--- EXERCISE TASK ---
Continue the news report below on the Global Mitigation Potential Atlas, picking up after its final sentence.

* begin TEXT PASSAGE *

SINGAPORE (The Straits Times/ANN): Recognising that planet-warming greenhouse gases transcend national boundaries, researchers and experts are expanding a digital atlas to spur more countries to work together to achieve their net-zero emission targets.
The Global Mitigation Potential Atlas is being extended to include countries beyond South-east Asia, enabling it to model potential collaborations and develop innovative frameworks for cross-regional partnerships.
Such collaborations include imports of green electricity and ammonia, especially for countries with limited renewable resources.
The map-based database models and charts the technologies countries need to reduce emissions by a specific amount, and the estimated investments needed.
The tool underscores how collaboration in some cases can lower the costs needed for the same amount of reduction in emissions, said Dr Aniq Ahsan, founder of Singapore-based carbon consultancy Moya Analytics.
In other cases, the costs will be the same, but there is greater potential to slash emissions further, he added.
Moya Analytics, an upcoming spin-off of A*Star, is co-leading the project with Berlin-based non-profit Climate Analytics.
They are heading a global consortium that built the atlas, including A*Star and Indonesian energy think-tank Institute for Essential Services Reform.
The digital tool is designed to help decarbonise the carbon-intensive power sector and hard-to-abate processes that rely on high-temperature industrial heating – especially in the cement, steel and chemical industries.

* end TEXT PASSAGE *
* begin DATASET CONTENT *

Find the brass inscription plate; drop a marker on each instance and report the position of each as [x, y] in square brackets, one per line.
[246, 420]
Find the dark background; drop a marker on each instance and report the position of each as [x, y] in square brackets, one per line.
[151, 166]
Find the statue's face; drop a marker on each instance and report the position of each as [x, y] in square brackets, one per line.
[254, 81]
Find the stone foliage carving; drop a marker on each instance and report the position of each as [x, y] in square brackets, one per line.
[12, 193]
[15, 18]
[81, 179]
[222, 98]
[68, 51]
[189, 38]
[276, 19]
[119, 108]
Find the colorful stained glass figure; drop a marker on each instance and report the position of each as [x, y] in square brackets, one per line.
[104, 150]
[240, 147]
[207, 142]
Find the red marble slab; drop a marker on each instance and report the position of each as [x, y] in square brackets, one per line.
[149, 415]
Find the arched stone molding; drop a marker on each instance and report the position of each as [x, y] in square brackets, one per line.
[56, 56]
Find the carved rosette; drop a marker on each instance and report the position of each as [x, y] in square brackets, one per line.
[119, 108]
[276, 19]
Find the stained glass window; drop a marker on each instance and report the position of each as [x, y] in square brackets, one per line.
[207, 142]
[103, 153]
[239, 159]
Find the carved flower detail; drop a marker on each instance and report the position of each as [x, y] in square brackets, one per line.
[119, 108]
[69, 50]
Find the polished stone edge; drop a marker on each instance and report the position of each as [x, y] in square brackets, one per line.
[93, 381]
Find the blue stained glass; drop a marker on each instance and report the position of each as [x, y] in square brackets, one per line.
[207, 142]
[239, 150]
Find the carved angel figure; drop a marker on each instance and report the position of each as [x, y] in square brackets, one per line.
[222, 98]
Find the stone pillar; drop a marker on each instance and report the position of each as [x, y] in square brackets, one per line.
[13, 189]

* end DATASET CONTENT *

--- ANSWER TO THE EXERCISE ---
Launched in 2023, the project involves nine South-east Asian countries, including Singapore, and has modes of collaboration mapped out. By end-December, 10 more countries in Asia, Africa and Latin America will be added to the atlas, including South Korea, Brazil, Kenya and Nigeria.
If South Korea were to collaborate with Indonesia, Malaysia and the Philippines to get to net-zero, the project costs – including undersea cables for electricity transmission and wind farms – will be lower than if South Korea were to rely on its domestic measures alone.
The atlas found that if each of the countries decarbonises in silo, the total costs will be about US$150 billion (S$202.5 billion) a year. With collaboration, all the countries will fork out about US$110 billion a year, about a 30 per cent reduction. Each renewable project is estimated to run for 30 years.
How the countries split the cost will be up to them, said Dr Ahsan, stressing that the tool does not dictate how multilateral partnerships should work.
“The point of (the atlas) is to quantify the large benefits to get countries on the discussion table,” he added.
In the proposed South-East Asian partnership with South Korea, the tool suggests the bulk of the green electricity would come from offshore wind in Indonesia in the initial years before onshore wind farms are ramped up.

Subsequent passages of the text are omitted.